> Work instructions
Search the entries below for the string "draw" and give the number of lines that hold it, nothing else.

(Data for this task begins)

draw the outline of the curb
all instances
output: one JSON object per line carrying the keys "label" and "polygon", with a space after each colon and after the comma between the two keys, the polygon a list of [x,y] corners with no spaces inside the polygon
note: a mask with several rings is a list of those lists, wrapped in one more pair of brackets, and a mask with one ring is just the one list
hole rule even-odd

(Data for this task ends)
(Data for this task begins)

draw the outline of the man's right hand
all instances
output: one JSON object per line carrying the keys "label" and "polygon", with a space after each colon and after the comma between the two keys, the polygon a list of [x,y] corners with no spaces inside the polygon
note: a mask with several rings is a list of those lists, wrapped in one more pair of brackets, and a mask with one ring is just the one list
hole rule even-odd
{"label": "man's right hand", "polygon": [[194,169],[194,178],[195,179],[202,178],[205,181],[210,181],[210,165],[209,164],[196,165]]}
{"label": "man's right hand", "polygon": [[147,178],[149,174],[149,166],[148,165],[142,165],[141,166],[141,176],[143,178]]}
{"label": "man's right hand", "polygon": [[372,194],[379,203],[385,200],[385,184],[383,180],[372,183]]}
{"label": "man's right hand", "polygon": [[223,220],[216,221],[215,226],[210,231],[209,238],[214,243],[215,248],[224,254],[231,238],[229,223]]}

(Data for this task ends)

> Reply to the exercise
2